-------- Data shown

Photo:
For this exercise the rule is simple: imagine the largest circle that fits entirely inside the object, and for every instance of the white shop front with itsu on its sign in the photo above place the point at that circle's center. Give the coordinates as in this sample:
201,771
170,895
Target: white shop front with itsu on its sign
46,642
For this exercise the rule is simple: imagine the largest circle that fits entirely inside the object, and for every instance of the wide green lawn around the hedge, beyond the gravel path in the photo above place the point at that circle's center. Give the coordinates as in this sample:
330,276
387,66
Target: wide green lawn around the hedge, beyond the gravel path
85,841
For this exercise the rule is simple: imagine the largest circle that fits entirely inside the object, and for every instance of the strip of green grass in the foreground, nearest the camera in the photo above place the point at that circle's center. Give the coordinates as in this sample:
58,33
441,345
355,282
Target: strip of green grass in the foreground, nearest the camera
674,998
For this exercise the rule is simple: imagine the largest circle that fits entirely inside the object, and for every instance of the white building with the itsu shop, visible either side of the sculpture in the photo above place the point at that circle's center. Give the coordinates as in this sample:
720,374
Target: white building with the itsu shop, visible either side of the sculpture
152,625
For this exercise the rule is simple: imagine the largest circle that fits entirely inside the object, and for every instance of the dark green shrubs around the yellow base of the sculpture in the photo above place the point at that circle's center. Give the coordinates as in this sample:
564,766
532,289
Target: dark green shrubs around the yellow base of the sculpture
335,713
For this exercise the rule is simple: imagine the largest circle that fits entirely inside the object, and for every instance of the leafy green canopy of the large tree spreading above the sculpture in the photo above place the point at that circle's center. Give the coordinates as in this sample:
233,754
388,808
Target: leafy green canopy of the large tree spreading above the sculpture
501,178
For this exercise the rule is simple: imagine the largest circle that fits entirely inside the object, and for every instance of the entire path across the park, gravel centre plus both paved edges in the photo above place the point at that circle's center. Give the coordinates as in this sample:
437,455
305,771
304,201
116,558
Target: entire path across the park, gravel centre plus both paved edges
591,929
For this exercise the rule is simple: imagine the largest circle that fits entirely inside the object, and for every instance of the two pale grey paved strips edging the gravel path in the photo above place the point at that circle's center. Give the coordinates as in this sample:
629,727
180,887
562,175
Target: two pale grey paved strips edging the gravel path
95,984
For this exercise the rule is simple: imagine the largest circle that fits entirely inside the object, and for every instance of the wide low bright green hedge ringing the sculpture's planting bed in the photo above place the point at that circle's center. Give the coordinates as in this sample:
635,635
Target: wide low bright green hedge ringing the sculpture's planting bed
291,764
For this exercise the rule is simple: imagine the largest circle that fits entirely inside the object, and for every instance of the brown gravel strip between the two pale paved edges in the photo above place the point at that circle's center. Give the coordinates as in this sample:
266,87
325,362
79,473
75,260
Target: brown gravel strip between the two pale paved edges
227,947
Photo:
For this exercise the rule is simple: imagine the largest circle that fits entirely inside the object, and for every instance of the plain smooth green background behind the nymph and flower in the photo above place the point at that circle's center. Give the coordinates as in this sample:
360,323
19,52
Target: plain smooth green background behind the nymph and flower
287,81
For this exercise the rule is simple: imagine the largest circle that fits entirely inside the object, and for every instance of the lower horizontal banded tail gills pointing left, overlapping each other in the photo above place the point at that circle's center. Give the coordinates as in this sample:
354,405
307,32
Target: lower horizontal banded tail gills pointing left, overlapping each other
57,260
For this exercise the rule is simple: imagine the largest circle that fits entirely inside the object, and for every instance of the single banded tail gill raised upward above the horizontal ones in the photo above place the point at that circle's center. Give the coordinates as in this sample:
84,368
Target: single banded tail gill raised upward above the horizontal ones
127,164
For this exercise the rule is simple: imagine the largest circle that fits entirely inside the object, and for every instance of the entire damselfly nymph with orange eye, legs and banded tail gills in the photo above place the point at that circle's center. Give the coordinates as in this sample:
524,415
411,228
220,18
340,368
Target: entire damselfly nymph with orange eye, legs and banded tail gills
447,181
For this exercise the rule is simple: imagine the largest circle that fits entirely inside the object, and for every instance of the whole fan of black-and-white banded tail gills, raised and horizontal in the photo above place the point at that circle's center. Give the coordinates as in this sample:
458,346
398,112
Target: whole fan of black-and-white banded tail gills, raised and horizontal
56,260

----------------

■ Problem to solve:
Retype the records above in full, with no differences.

■ Answer space:
Photo:
For this exercise the rule is simple: imagine the largest circle that fits entirely inside the object, and for every instance of the white shop front with itsu on its sign in the photo above place the point at that circle's center. Give the coordinates as in this sample:
201,771
170,895
Target: white shop front with itsu on its sign
46,642
For this exercise the rule is simple: imagine the largest circle that fits entirely inside the object, and for every instance of the wide green lawn around the hedge, beyond the gravel path in the photo above place the point at that circle's center. Give the coordinates as in this sample:
330,276
387,66
Target: wide green lawn around the hedge, beyond the gravel path
85,841
For this exercise the rule is simple: imagine the largest circle that fits entirely inside the object, and for every instance of the strip of green grass in the foreground, nearest the camera in the photo above place the point at that circle's center. Give the coordinates as in this sample:
58,33
441,345
355,282
Target: strip of green grass in the foreground, nearest the camera
674,998
For this exercise the rule is simple: imagine the largest circle that fits entirely inside the object, and for every instance of the white building with the itsu shop, visible either side of the sculpture in the photo above place the point at that circle's center. Give the coordinates as in this sample:
720,374
Target: white building with the itsu shop, visible either side of the sculpture
152,625
For this exercise the rule is simple: imagine the largest circle that fits entirely inside the object, and for every instance of the dark green shrubs around the yellow base of the sculpture in the photo above place the point at that circle's center. Give the coordinates as in this sample:
564,766
532,289
Target: dark green shrubs around the yellow base of the sculpture
335,713
For this exercise the rule is simple: imagine the largest circle that fits entirely inside the object, and for every instance of the leafy green canopy of the large tree spreading above the sculpture in the photo above place the point at that circle's center. Give the coordinates as in this sample:
233,754
388,808
Target: leafy green canopy of the large tree spreading above the sculpture
501,178
For this exercise the rule is simple: imagine the largest circle that fits entirely inside the object, and for every instance of the entire path across the park, gravel centre plus both paved edges in the photo above place the point at that circle's center. Give the coordinates as in this sample:
437,455
305,771
304,201
116,558
Target: entire path across the park, gravel centre plus both paved edges
591,929
For this exercise the rule is simple: imagine the largest circle that fits entirely inside the object, and for every instance of the two pale grey paved strips edging the gravel path in the photo above place the point at that circle's center. Give the coordinates as in this sample:
629,727
180,887
562,175
Target: two pale grey paved strips edging the gravel path
95,984
For this exercise the rule is simple: imagine the largest circle that fits entirely inside the object, and for every instance of the wide low bright green hedge ringing the sculpture's planting bed in the photo above place the point at that circle's center. Give the coordinates as in this sample:
635,635
Target: wide low bright green hedge ringing the sculpture's planting bed
291,764
For this exercise the rule is simple: imagine the largest circle that fits entirely inside the object, and for every instance of the brown gravel strip between the two pale paved edges in the photo above place the point at that circle's center. Give the coordinates as in this sample:
266,87
325,362
79,473
75,260
Target: brown gravel strip between the two pale paved edges
227,947
Photo:
For this exercise the rule is simple: imagine the largest circle that fits entirely inside the object, and for every instance of the plain smooth green background behind the nymph and flower in the photo above place the point at that circle's center. Give the coordinates as in this sample:
360,323
19,52
Target: plain smooth green background behind the nymph and flower
287,81
For this exercise the rule is simple: imagine the largest circle that fits entirely inside the object, and for every instance of the lower horizontal banded tail gills pointing left, overlapping each other in the photo above place the point at that circle's center. Give the coordinates as in this sample:
354,405
307,32
Target: lower horizontal banded tail gills pointing left, overlapping each other
57,260
For this exercise the rule is simple: imagine the largest circle that fits entirely inside the object, and for every instance of the single banded tail gill raised upward above the horizontal ones in the photo above place the point at that circle's center. Give the coordinates as in this sample:
84,368
Target: single banded tail gill raised upward above the horizontal ones
127,164
For this exercise the rule is simple: imagine the largest circle that fits entirely inside the object, and for every instance of the entire damselfly nymph with orange eye, legs and banded tail gills in the photo above place the point at that circle's center. Give the coordinates as in this sample:
524,415
411,228
220,18
340,368
Target: entire damselfly nymph with orange eye, legs and banded tail gills
447,181
For this exercise the rule is simple: imagine the largest circle that fits entirely inside the object, and for every instance of the whole fan of black-and-white banded tail gills, raised and horizontal in the photo above place the point at that circle's center. Give the coordinates as in this sample:
458,346
398,112
Target: whole fan of black-and-white banded tail gills, raised and horizontal
56,260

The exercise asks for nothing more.